In the entries below, count every line containing "power". Reply with the number alone.

Stored data entries:
■ ■ ■

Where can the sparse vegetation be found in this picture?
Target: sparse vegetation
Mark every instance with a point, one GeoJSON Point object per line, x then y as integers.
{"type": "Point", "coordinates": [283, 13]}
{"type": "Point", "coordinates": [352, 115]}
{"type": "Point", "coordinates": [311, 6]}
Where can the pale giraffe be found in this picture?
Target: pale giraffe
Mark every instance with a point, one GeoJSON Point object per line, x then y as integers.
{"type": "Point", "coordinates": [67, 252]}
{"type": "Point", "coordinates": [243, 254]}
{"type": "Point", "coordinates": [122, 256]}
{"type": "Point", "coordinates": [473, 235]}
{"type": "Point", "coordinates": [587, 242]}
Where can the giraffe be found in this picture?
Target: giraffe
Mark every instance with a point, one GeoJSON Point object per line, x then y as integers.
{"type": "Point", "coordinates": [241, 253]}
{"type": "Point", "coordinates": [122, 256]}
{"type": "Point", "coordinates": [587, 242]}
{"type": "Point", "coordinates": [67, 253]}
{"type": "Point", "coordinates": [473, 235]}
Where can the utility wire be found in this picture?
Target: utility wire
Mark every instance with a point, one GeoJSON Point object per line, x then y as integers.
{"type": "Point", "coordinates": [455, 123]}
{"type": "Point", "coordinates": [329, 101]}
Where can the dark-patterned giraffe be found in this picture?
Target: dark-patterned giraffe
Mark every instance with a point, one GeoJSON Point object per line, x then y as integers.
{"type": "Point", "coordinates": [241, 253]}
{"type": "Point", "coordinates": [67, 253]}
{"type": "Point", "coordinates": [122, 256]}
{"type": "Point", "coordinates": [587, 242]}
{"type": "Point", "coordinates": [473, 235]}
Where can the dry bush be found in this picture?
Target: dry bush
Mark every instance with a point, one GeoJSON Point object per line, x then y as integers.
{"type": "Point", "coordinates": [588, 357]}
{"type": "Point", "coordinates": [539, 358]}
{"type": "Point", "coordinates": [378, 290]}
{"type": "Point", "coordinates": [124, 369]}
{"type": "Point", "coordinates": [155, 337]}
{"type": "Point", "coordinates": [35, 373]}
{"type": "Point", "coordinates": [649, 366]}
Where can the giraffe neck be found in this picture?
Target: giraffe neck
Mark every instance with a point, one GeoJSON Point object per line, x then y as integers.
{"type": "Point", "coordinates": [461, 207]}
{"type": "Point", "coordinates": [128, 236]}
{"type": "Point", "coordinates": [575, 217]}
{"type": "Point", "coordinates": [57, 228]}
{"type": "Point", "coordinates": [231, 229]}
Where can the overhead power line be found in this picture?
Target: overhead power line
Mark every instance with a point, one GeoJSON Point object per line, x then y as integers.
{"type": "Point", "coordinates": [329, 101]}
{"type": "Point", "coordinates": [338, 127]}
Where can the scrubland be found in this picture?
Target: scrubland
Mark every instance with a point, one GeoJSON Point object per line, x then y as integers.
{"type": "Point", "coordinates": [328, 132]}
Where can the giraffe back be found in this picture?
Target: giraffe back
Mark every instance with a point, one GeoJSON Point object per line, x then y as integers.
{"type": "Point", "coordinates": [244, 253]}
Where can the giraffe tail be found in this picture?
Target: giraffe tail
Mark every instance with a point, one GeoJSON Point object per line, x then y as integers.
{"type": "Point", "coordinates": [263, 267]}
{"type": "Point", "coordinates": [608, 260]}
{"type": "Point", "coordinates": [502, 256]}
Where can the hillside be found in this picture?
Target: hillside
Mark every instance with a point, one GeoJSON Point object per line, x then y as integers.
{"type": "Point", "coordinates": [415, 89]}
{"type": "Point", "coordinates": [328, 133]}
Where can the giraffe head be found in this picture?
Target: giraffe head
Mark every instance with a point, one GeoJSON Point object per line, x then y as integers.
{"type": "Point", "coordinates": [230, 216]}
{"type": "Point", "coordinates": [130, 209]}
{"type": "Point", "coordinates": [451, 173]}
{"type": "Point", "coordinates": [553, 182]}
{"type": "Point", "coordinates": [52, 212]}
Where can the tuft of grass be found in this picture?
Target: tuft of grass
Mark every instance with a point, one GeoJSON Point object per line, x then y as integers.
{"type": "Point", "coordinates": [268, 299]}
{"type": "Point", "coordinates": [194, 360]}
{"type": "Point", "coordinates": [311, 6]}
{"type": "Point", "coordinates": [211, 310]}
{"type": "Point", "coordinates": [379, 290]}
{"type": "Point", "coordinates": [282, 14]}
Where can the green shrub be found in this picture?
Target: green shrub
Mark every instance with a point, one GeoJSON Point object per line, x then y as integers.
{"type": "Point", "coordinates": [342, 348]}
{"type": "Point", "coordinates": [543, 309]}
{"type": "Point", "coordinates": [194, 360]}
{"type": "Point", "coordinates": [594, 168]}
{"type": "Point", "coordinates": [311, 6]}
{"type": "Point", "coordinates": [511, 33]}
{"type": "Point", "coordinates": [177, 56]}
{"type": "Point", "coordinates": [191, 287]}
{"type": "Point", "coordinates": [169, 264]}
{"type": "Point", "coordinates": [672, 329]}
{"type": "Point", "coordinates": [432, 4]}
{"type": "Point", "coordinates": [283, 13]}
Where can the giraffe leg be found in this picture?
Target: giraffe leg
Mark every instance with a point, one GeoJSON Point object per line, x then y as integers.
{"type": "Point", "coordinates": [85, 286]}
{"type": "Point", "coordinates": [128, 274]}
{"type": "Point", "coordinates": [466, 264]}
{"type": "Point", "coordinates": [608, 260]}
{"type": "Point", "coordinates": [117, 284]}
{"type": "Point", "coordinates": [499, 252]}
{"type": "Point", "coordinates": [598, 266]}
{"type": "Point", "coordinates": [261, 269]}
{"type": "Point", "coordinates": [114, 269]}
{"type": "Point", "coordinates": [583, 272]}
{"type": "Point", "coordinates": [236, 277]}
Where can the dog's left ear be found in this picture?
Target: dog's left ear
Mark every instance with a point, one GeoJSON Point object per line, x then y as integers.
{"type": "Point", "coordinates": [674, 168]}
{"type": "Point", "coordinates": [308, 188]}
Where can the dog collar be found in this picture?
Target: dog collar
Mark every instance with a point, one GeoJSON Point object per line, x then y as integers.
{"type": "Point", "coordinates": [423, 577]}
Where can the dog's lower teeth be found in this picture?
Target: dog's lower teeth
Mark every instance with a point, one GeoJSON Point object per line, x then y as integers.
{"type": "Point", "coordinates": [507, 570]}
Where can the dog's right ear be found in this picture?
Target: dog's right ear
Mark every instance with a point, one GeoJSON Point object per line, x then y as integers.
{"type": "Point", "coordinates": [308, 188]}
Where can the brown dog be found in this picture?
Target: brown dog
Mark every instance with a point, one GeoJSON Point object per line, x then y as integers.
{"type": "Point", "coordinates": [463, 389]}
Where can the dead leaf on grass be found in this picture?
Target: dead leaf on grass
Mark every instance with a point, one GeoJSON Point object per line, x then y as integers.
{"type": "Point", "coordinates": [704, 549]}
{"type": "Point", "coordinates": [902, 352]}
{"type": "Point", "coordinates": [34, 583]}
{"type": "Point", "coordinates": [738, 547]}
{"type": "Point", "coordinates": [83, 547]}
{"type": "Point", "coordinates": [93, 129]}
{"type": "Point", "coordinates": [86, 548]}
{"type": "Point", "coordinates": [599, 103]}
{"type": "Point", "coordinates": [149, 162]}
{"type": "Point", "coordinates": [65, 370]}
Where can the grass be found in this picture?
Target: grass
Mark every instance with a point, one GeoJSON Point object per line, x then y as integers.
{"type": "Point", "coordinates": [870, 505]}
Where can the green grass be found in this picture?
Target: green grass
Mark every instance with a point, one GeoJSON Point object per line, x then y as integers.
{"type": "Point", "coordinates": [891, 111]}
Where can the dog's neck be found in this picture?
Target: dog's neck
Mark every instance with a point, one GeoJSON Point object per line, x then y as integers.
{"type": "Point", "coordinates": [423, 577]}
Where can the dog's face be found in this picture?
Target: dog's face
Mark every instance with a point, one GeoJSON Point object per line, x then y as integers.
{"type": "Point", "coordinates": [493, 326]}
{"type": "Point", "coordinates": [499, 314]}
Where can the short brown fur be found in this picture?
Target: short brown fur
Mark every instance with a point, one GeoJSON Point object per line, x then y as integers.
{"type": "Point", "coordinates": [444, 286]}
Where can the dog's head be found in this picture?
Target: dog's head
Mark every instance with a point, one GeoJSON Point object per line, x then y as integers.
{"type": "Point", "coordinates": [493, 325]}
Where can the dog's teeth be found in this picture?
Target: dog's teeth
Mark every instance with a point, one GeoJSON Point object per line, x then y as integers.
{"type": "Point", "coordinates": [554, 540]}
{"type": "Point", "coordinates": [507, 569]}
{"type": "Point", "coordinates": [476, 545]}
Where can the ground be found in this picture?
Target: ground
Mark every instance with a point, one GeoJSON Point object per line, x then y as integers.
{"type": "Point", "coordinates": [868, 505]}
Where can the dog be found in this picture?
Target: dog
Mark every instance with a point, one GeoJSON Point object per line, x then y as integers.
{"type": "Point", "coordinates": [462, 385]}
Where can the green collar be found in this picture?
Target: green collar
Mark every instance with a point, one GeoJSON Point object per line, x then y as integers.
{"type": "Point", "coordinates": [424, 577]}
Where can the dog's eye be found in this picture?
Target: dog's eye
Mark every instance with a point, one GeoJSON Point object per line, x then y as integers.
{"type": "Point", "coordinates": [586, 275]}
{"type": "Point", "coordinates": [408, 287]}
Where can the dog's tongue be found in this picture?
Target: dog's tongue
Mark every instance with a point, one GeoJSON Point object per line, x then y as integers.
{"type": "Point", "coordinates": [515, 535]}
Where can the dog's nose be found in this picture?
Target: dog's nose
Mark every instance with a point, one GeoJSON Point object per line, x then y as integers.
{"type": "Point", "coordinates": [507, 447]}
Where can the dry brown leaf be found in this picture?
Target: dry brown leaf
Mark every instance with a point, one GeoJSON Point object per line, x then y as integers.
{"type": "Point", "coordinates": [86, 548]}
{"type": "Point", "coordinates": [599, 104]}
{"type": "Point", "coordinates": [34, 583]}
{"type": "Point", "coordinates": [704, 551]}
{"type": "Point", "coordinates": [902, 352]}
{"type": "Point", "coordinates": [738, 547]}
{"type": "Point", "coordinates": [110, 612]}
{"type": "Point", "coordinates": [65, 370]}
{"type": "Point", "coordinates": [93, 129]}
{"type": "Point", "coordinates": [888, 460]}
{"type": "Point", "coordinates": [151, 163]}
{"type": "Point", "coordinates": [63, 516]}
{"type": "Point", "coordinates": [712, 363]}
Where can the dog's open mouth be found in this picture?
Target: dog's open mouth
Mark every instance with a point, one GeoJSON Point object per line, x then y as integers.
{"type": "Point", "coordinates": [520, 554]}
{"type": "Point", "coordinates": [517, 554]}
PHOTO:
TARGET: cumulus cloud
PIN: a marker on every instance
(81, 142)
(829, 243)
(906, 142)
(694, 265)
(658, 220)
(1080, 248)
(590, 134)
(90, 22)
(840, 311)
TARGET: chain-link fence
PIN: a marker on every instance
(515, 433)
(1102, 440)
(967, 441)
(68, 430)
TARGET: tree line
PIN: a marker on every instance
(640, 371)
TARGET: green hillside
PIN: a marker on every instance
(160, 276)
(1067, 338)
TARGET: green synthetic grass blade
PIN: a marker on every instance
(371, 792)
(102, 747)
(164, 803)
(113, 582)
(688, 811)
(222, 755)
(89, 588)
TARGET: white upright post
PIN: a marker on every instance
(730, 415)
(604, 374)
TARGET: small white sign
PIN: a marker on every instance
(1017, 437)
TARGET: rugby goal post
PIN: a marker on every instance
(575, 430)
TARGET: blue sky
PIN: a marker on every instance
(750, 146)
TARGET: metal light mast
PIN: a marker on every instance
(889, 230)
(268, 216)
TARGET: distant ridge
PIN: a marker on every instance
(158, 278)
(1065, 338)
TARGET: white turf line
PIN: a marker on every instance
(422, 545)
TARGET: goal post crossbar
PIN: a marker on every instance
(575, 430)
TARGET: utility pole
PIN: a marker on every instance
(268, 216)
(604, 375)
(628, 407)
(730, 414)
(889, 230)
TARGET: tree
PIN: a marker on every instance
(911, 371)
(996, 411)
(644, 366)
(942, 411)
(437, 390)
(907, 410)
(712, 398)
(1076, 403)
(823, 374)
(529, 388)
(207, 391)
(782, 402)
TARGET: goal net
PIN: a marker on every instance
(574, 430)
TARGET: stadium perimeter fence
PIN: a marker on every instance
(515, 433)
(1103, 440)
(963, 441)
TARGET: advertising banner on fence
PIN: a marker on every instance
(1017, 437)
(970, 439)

■ ■ ■

OUTPUT FOR THIS TASK:
2